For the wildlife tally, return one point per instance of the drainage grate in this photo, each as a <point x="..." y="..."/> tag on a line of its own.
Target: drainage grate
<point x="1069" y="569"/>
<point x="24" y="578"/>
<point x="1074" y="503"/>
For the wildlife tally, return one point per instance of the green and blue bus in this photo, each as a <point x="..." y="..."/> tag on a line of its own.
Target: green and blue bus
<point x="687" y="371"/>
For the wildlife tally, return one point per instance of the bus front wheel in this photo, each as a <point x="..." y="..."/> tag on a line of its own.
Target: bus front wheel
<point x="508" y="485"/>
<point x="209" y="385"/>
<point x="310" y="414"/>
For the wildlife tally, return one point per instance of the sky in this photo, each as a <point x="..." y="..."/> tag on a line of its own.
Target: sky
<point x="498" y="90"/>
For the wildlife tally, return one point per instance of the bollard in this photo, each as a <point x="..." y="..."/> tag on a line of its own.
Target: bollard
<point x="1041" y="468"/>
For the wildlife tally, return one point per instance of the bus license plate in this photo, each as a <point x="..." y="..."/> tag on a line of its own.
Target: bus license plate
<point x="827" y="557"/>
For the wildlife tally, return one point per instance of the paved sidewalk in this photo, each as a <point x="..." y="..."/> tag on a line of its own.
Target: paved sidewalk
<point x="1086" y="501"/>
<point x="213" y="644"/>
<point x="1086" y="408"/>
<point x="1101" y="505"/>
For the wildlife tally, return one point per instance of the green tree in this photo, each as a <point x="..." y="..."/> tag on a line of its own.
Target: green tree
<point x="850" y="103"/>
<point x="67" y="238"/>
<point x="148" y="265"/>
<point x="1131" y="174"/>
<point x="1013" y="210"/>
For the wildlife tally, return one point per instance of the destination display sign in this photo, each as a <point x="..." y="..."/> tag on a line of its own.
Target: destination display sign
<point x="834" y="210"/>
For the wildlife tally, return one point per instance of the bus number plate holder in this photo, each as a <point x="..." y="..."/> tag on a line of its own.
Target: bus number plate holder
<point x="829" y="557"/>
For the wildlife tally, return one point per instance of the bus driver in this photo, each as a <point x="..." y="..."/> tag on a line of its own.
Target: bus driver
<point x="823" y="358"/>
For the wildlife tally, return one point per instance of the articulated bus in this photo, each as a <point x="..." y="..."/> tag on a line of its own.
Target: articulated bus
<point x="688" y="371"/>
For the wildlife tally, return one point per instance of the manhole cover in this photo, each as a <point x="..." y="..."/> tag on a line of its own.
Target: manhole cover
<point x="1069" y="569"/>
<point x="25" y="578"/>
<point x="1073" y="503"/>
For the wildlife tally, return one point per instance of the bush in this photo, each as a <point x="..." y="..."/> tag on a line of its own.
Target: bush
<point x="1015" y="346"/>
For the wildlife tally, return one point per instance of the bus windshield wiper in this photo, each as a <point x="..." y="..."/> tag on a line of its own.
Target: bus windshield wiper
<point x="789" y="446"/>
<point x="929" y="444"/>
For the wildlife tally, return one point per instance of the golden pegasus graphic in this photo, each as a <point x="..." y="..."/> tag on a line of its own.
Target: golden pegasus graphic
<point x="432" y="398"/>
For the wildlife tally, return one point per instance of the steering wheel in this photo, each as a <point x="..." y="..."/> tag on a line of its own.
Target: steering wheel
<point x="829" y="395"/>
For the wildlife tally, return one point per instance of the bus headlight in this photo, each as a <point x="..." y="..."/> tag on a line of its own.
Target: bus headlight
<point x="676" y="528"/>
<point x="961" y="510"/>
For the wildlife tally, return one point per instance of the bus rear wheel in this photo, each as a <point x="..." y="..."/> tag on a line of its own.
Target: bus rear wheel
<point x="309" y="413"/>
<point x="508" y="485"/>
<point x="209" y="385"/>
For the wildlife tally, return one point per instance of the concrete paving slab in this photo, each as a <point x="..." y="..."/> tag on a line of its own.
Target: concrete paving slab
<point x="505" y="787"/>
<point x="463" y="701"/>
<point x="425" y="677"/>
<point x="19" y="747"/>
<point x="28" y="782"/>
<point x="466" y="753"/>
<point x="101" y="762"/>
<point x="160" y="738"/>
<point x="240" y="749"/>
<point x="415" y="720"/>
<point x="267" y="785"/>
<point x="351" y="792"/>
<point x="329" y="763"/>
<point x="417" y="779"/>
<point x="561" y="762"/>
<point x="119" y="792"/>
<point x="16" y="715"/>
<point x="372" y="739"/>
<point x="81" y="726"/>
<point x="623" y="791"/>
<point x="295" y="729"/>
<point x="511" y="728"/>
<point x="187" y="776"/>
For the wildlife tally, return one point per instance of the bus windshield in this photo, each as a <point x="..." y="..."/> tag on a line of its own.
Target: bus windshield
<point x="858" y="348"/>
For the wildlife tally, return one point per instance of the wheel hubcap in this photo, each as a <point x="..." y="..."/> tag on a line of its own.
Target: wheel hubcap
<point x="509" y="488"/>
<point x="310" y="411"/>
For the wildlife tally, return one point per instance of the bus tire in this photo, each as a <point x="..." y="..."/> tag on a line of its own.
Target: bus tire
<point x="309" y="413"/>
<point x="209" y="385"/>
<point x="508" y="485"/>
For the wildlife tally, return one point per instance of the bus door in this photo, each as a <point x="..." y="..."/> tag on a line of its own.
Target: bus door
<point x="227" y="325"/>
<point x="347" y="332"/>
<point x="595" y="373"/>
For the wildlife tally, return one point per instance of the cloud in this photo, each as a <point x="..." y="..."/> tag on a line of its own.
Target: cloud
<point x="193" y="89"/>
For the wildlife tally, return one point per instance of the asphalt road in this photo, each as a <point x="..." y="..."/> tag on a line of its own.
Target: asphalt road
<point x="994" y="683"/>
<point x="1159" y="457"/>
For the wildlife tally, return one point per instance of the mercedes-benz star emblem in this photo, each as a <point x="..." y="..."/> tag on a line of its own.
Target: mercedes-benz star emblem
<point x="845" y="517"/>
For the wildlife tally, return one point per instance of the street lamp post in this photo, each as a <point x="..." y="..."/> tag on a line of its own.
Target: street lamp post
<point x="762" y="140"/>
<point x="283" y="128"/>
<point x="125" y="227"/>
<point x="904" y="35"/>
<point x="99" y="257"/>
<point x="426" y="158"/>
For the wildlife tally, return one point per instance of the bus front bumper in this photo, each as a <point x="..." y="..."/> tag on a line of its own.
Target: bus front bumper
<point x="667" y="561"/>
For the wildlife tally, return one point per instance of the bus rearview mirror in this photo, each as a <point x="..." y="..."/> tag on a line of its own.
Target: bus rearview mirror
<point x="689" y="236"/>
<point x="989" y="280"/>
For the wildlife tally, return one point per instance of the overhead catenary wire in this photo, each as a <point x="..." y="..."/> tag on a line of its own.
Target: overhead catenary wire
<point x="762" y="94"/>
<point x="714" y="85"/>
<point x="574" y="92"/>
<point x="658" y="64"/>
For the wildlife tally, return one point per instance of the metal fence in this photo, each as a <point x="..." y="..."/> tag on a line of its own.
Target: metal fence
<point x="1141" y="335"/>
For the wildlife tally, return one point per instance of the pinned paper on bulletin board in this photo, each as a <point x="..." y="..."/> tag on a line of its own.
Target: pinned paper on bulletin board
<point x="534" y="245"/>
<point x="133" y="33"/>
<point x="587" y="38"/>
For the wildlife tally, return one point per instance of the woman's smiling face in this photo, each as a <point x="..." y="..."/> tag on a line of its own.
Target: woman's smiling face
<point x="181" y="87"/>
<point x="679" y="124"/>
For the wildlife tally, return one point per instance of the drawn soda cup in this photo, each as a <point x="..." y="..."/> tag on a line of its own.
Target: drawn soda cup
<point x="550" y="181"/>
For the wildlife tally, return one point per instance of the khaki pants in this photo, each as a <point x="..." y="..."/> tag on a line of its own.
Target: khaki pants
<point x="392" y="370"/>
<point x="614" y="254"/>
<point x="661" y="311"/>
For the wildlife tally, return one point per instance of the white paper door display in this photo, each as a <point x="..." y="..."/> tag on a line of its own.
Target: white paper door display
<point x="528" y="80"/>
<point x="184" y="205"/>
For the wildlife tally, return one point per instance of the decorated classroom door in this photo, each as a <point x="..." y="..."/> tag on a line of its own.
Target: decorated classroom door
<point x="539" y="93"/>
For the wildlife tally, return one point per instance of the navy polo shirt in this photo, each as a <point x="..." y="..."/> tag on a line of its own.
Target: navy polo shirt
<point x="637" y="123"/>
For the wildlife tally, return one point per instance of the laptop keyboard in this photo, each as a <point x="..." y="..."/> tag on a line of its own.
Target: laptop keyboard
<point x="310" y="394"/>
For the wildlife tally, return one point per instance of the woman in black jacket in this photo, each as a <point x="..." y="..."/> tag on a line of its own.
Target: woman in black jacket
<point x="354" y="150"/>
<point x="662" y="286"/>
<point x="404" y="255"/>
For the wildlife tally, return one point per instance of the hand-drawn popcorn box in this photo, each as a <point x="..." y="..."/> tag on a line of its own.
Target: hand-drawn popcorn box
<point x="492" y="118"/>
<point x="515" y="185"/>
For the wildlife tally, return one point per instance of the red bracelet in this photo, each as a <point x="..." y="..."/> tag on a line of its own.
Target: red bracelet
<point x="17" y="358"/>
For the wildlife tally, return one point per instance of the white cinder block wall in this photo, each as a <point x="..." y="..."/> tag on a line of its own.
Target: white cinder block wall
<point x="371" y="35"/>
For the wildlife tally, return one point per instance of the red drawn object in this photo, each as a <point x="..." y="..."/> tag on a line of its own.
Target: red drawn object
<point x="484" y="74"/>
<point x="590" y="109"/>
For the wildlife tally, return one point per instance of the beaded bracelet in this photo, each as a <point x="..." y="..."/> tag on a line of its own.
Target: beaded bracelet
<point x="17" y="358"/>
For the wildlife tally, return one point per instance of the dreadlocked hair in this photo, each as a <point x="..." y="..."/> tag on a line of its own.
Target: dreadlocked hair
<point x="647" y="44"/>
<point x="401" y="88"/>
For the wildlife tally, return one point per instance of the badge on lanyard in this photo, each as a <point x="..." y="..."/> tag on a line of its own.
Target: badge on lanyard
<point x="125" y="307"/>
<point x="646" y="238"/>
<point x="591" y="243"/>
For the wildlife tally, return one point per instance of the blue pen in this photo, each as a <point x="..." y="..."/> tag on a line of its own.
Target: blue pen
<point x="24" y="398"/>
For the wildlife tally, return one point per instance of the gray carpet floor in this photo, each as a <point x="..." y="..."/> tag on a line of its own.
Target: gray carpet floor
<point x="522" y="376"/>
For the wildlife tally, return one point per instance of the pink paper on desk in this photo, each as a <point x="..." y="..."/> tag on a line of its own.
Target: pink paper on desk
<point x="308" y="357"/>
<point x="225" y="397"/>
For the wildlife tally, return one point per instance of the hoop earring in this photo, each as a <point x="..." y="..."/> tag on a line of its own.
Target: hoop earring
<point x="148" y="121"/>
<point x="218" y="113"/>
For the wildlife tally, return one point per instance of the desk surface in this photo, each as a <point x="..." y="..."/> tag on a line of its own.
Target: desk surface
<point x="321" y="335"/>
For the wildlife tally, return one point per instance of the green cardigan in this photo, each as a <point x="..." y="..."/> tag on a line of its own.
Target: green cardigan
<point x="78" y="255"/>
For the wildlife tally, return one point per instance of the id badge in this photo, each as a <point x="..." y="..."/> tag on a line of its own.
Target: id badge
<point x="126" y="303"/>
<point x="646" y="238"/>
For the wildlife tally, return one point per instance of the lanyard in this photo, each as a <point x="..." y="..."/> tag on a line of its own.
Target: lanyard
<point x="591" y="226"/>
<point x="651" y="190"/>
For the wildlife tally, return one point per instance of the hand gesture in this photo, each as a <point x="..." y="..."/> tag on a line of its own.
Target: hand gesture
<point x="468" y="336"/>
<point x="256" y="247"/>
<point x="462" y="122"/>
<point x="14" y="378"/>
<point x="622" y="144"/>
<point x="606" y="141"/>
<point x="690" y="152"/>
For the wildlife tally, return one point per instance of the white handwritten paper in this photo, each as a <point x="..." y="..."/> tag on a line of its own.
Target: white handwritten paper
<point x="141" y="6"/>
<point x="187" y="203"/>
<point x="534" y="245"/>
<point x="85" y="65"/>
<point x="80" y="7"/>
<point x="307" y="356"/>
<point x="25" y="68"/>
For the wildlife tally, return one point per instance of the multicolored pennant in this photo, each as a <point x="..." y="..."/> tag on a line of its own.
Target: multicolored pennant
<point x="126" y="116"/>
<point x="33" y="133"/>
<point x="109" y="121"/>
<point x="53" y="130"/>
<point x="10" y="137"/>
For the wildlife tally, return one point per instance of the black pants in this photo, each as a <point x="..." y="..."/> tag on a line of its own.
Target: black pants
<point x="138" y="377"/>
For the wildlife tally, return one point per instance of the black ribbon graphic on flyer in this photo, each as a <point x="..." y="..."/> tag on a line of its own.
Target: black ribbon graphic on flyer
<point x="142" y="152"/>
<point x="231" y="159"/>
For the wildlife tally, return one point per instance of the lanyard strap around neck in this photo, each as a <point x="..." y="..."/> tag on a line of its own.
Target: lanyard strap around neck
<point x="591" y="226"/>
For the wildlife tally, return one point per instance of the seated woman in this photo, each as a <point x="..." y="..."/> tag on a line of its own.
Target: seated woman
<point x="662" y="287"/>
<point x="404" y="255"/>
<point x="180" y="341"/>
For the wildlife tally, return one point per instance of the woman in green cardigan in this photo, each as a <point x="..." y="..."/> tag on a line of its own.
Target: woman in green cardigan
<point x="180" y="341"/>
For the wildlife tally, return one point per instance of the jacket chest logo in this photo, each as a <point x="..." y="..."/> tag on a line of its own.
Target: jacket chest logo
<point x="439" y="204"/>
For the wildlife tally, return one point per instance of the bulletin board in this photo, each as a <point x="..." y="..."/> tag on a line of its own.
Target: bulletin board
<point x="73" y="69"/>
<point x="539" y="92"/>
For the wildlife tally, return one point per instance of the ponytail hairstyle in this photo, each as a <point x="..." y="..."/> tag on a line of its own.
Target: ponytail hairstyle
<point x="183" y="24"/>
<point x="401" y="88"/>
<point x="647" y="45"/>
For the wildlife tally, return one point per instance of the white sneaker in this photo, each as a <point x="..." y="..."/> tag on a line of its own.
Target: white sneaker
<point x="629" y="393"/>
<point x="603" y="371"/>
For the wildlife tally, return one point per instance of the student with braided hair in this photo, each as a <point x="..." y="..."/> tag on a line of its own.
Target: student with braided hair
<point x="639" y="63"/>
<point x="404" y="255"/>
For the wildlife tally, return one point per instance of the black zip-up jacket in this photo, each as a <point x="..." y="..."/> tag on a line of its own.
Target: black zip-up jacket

┄┄┄┄┄┄┄┄┄┄

EXERCISE >> Recast everything from the line containing "the black zip-up" down to the end of the items as a Markdown table with the columns Row and Line. Number each line in order and leave out any blank lines.

SOLUTION TO THIS TASK >>
| Row | Line |
|---|---|
| 1 | For the wildlife tally, return one point per instance of the black zip-up jacket in this photo, each as a <point x="..." y="..."/> tag on a line of its own. |
| 2 | Target: black zip-up jacket |